ACTIVITY. Gather each line of the rows below that contains the word "order", and copy those lines unchanged.

Saved entries
Content starts

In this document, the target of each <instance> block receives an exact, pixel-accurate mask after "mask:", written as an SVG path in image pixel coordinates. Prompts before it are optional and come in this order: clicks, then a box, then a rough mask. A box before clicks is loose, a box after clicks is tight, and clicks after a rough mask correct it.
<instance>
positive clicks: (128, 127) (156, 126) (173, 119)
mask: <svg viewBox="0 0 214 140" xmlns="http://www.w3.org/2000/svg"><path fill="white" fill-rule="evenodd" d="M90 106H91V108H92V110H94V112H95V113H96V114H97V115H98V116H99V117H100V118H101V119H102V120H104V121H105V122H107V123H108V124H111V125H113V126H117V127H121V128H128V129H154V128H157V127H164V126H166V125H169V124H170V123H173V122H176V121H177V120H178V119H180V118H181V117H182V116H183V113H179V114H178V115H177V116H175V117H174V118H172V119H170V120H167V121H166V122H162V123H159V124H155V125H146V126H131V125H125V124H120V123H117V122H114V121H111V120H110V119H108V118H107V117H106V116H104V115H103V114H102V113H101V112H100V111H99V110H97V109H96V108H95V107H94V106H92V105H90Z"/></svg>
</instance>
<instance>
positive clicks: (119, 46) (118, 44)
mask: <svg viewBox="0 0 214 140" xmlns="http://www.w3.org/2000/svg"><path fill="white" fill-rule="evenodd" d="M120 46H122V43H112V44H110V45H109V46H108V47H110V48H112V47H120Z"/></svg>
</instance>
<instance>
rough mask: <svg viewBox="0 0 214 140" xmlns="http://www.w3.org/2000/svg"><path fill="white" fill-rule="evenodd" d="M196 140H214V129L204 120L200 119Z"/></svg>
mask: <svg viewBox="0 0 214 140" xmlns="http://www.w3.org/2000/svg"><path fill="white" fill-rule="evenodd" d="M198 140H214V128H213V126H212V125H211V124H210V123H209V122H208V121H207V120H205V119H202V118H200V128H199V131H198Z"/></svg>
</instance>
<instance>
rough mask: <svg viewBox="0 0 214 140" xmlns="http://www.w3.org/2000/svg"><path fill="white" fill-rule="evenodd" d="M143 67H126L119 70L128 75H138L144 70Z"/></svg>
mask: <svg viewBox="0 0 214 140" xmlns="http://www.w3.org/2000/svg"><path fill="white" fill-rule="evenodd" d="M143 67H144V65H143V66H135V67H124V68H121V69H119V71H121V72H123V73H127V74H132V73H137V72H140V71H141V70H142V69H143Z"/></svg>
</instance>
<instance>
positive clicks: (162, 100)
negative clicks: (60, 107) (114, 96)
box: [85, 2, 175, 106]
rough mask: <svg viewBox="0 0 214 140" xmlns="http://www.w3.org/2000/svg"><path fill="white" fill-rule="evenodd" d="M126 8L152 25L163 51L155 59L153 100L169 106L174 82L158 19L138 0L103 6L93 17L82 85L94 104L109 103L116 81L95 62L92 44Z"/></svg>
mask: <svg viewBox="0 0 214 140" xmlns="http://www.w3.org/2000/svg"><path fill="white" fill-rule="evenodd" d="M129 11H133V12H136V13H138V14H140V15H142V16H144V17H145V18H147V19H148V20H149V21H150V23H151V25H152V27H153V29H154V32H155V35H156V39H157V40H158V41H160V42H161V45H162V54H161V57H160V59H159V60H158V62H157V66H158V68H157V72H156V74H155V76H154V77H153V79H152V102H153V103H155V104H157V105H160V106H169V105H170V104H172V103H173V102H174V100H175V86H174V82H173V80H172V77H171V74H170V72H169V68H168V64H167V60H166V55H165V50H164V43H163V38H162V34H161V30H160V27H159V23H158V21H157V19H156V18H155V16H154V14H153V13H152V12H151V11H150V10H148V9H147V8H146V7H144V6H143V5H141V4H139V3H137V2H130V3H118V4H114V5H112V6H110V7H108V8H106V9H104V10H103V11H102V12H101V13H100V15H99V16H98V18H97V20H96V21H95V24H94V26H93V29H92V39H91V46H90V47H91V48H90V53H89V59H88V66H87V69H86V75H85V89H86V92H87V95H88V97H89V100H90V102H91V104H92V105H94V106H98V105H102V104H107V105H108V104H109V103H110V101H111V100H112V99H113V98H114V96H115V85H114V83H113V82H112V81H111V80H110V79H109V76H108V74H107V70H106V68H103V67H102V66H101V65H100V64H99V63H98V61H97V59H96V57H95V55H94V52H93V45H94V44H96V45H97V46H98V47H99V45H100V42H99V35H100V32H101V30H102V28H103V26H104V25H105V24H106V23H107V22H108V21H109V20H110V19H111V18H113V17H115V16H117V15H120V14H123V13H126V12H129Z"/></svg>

Content ends
Content starts

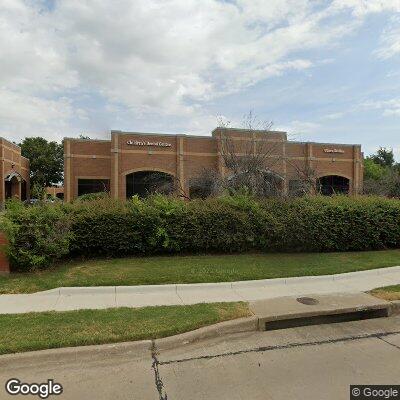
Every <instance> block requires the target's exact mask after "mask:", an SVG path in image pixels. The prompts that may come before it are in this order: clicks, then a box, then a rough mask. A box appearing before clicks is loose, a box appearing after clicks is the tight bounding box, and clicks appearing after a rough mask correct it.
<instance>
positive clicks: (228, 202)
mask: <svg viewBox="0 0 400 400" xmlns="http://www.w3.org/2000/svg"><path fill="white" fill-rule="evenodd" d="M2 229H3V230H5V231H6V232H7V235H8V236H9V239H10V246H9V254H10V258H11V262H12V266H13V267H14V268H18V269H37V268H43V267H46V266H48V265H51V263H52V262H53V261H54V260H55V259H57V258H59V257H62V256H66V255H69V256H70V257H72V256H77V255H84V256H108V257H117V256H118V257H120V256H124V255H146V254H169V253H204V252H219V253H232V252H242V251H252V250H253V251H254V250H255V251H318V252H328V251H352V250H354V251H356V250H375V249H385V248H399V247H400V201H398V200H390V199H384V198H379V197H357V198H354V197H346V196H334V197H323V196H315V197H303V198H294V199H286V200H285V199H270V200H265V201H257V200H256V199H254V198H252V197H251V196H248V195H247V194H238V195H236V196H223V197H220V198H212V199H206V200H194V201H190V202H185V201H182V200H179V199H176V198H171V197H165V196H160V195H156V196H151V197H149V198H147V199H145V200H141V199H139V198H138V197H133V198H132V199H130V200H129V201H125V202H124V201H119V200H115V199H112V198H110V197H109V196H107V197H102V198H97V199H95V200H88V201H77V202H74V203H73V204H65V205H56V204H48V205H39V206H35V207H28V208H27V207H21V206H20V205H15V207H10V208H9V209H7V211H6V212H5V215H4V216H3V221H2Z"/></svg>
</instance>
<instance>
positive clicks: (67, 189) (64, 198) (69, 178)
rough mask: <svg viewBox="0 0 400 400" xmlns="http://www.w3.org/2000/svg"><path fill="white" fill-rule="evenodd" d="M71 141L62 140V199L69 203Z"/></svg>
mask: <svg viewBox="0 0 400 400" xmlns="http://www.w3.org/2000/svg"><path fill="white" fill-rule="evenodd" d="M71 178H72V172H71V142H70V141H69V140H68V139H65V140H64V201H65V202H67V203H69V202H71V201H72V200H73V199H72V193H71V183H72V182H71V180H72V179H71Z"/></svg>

Content ends
Content starts

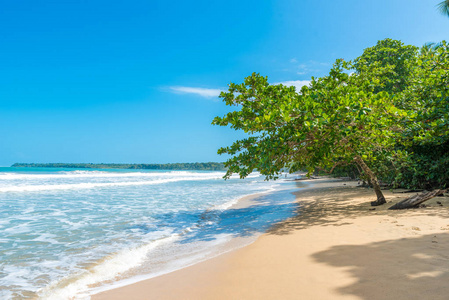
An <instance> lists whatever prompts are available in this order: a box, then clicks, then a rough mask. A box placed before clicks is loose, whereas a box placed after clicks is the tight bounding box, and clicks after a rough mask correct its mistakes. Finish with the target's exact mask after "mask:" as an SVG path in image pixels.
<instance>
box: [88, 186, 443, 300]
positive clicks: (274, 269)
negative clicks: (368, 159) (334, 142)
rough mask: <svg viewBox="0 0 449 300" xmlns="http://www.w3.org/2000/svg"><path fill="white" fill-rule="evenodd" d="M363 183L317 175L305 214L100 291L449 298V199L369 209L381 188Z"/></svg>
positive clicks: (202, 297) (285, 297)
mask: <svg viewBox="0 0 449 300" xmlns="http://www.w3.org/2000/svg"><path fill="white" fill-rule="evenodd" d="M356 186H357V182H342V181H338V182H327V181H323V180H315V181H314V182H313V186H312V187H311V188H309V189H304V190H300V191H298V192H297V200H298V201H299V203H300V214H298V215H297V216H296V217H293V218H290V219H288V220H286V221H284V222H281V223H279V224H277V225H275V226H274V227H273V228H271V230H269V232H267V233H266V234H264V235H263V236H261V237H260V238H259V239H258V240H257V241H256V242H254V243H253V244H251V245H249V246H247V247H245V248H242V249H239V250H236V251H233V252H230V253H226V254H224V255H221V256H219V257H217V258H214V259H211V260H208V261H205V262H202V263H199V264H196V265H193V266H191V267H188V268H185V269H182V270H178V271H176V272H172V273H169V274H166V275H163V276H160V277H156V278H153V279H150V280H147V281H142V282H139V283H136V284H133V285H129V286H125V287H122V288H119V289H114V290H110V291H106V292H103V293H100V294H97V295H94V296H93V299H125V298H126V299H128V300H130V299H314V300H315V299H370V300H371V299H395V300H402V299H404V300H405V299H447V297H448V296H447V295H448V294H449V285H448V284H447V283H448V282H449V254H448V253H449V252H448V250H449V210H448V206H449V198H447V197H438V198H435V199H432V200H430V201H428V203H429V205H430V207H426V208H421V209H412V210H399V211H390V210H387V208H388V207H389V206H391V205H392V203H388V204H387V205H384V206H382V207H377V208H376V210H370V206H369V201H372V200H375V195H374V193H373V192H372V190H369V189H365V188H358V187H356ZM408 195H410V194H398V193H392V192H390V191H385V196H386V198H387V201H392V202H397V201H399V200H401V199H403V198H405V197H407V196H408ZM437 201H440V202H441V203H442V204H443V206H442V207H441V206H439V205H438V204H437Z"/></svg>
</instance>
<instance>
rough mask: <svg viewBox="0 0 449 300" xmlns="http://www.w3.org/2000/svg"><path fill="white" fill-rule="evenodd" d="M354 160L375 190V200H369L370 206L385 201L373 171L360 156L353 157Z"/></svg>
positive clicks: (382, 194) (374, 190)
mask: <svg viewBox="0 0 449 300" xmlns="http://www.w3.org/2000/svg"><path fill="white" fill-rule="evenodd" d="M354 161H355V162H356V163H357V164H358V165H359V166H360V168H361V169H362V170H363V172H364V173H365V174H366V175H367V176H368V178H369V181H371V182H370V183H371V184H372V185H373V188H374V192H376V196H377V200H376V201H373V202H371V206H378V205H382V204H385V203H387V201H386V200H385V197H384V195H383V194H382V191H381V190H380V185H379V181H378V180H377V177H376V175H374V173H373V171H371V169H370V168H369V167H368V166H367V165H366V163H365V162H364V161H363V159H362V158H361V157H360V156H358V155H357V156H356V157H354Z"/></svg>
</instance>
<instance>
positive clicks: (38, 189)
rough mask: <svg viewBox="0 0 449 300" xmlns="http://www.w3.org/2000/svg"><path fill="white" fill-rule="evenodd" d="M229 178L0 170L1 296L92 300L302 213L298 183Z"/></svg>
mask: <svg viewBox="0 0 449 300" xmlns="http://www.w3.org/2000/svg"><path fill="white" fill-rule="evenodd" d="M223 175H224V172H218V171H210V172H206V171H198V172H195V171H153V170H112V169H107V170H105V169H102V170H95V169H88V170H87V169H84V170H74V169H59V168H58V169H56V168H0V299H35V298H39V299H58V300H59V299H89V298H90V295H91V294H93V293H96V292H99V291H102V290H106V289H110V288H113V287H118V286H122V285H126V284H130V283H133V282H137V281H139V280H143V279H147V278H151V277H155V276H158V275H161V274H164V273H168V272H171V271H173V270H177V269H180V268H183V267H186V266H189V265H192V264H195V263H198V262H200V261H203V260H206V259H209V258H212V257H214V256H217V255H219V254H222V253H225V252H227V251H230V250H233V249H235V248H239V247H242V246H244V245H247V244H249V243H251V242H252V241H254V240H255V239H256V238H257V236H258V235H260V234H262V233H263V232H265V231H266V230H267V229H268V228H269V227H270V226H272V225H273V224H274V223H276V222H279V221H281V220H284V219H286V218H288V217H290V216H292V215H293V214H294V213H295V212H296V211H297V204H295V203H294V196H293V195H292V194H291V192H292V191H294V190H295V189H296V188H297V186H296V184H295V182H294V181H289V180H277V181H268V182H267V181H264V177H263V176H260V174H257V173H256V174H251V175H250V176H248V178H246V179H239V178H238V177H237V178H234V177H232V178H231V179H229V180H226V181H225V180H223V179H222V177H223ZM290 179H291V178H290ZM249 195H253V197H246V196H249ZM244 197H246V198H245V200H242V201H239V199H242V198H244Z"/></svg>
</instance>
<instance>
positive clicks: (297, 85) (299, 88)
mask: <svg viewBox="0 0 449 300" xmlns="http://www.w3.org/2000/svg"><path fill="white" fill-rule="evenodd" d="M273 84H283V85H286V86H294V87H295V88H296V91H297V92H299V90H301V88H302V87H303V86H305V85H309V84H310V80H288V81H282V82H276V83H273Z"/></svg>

Content ends

RESULT OF THE TASK.
In this document, the target of each <instance> block receives an exact, pixel-accurate mask after "mask:", written as an SVG path in image pixel coordinates. Prompts before it are optional and come in this order: clicks, then a box, then a rough mask. A box before clicks is loose, a box after clicks is tight, and clicks after a rough mask correct it.
Every <instance> block requires the target's exact mask after "mask:", an SVG path in image pixels. The prompts that may come before it are in this order: clicks, then a box, then a rough mask. A box appearing before clicks is loose, a box appearing after clicks is the tight bounding box, and clicks appearing after a rough mask correct it.
An <instance> lists whatever prompts are available in this order: a box, then clicks, then a rough mask. A box placed before clicks is loose, whereas a box placed after clicks is the tight bounding box, and clicks after a rough mask correct its mistakes. Finish with the target's exact mask after "mask:" as an SVG path in image pixels.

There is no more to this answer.